═══ Text passage ═══

The Negro National League folded after the 1949 season. Some proposals were offered to keep the  league alive as a developmental league for black players, but that idea was contrary to the goal of full integration. The Negro American League continued on throughout the 1950s, but closed its doors for good in 1962, the year after this Christmas card was issued. So the Negro leagues, once among the largest and most prosperous black-owned business ventures, faded into oblivion. After the demise, the Clowns continued barnstorming across the country and returned to their clowning routines out of financial necessity. It remains a testament to the strength of the Clowns’ reputation that they were able to sign a young Hank Aaron who would, nowadays, come out of baseball’s minor league system.
The years immediately preceding this Christmas card were, despite the demise of the Negro leagues, the most productive for the Indianapolis franchise. In 1950 the Clowns won their first Negro American League championship behind their star catcher Sam Hairston, who won the League’s Triple Crown title with 17 homeruns, 71 RBI and a .424 batting average. Hairston also led the league with 100 hits and 176 total bases.
During the 1951 season the Clowns did not play a single home game in Indianapolis but won their second Negro American League championship. The Clowns captured their third league championship in 1952. The Clowns’ success earned them a steady barnstorming gig during the off-season traveling with Jackie Robinson’s  All Stars. In 1954, the Clowns won their fourth league championship in five years. The next year, the Clowns dropped out of the league to pursue a full time barnstorming schedule. The Clowns played 143 games on the road in 1963. Although this sounds like a staggering number, it is the smallest number of games the Clowns had ever played in one year. Along the way the Clowns broke all color barriers by playing in front of both white and black crowds.
Harlem Globetrotter star “Goose” Tatum also played for the Clowns during this time. Goose was as much of a showman on the diamond as he was on the basketball court. Whether fielding balls with a glove triple the size of a normal one, confusing opposing players with hidden ball tricks or playing second base while seated in a rocking chair, Tatum was amazing. During the same era, Richard “King Tut” King played the field using an enormous first baseman’s mitt and occasionally augmenting his uniform with grass hula skirts in the field. King, who spent over 20 years with the Clowns, paved the way for great white baseball comedians like Max Patkin.
Clowns pitcher Ed Hamman would fire fastballs from between his legs and from behind his back while going as far as to go into the crowd to sell peanuts and programs while his team was at bat. Hamman also invented   “shadow ball.” Hamman’s brainchild had all nine players going through the motions of a real game from pitching to fielding to batting — all without a ball. Hamman’s name appears on the 1961 Christmas card as the team’s business manager.

═══ Data lines ═══

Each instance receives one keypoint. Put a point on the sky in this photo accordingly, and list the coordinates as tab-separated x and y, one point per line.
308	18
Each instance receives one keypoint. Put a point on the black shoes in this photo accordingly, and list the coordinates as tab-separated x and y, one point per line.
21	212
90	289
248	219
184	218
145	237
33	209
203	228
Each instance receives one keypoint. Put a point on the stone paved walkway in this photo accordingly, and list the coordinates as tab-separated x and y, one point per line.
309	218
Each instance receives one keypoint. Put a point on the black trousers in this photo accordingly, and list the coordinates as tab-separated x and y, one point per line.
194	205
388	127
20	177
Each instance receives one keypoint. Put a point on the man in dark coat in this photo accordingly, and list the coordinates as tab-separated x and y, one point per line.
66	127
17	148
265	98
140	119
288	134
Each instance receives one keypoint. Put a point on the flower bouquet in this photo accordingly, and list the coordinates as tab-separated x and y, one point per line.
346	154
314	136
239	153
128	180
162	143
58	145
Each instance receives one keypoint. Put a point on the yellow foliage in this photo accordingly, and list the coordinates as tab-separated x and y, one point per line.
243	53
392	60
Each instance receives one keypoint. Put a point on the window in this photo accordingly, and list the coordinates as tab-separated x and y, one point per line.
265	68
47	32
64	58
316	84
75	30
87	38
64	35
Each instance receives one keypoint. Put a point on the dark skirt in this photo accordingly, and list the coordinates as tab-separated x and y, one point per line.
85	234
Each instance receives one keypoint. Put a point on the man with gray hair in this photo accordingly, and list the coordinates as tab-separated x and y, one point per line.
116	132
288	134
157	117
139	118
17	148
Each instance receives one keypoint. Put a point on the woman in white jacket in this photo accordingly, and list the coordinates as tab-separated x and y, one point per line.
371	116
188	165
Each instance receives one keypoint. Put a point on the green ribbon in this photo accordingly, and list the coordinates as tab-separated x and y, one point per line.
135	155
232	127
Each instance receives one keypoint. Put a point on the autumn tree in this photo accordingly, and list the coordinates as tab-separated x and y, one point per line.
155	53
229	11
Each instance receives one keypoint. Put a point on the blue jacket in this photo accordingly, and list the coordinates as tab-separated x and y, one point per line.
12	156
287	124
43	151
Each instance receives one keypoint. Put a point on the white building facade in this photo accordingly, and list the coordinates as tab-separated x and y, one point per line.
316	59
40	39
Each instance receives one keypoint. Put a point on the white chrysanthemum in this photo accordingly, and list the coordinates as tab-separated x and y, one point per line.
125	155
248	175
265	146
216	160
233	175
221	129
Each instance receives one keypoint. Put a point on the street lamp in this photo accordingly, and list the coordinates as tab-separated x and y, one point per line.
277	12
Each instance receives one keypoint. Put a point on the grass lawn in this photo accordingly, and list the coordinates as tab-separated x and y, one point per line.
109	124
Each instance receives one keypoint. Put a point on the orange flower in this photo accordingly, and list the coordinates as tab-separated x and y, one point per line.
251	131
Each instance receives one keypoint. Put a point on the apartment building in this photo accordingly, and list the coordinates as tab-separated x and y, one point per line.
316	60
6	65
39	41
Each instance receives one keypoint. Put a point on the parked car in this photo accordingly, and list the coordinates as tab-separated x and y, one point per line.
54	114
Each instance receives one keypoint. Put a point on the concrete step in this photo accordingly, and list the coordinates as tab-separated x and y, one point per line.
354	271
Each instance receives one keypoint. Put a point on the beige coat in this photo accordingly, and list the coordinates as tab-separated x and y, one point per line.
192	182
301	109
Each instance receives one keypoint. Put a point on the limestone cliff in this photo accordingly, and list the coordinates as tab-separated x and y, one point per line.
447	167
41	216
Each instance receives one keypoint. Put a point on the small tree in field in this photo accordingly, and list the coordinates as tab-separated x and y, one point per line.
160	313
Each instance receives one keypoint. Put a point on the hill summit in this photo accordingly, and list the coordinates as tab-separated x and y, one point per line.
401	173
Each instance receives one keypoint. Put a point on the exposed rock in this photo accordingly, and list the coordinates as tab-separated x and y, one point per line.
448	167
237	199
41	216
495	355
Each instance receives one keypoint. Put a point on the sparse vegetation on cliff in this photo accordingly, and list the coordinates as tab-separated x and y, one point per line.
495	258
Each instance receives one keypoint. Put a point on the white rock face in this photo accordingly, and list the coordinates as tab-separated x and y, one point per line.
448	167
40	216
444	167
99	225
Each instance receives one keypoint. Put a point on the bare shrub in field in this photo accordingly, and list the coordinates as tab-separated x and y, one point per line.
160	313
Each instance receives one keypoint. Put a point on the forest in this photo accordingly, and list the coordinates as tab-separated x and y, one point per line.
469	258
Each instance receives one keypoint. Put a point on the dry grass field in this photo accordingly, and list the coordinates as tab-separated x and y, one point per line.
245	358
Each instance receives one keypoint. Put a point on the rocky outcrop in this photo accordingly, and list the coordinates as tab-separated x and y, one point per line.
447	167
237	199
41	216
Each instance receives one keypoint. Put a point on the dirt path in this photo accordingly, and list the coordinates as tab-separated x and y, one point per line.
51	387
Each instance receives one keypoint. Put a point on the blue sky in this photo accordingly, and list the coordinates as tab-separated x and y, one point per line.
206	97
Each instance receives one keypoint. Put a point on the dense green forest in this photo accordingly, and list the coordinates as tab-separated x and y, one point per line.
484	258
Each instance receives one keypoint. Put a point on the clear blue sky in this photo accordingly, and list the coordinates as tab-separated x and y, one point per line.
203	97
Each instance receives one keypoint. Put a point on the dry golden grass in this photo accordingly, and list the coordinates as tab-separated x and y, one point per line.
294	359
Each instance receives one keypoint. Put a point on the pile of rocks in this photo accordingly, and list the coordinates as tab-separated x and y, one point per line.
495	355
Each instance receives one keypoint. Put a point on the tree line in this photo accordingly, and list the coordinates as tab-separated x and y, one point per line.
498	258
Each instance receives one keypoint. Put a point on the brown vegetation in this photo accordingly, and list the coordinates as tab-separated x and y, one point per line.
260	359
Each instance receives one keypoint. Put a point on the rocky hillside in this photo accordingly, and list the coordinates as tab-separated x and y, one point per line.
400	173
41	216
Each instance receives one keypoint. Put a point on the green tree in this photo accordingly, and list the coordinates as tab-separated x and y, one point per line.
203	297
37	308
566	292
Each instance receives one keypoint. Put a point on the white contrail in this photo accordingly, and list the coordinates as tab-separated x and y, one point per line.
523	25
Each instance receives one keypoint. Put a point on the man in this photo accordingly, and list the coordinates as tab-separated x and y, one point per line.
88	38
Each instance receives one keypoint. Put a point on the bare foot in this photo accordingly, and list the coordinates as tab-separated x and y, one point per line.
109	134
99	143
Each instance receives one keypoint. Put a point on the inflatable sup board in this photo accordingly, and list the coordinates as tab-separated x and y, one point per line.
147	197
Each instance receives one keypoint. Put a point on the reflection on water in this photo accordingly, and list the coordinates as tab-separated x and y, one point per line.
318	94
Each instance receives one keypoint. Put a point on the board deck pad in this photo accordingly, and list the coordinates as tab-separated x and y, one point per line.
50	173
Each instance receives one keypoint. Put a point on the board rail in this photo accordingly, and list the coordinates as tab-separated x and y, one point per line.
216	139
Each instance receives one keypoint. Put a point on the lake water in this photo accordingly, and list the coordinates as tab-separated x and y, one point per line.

═══

* [To do]
[1] Duplicate everything in the passage on the Indianapolis Clowns from "Clowns pitcher Ed" down to "team’s business manager.".
[2] In the passage on the Indianapolis Clowns, what batting average did Sam Hairston have in 1950?

* [The results]
[1]
Clowns pitcher Ed Hamman would fire fastballs from between his legs and from behind his back while going as far as to go into the crowd to sell peanuts and programs while his team was at bat. Hamman also invented   “shadow ball.” Hamman’s brainchild had all nine players going through the motions of a real game from pitching to fielding to batting — all without a ball. Hamman’s name appears on the 1961 Christmas card as the team’s business manager.

[2] .424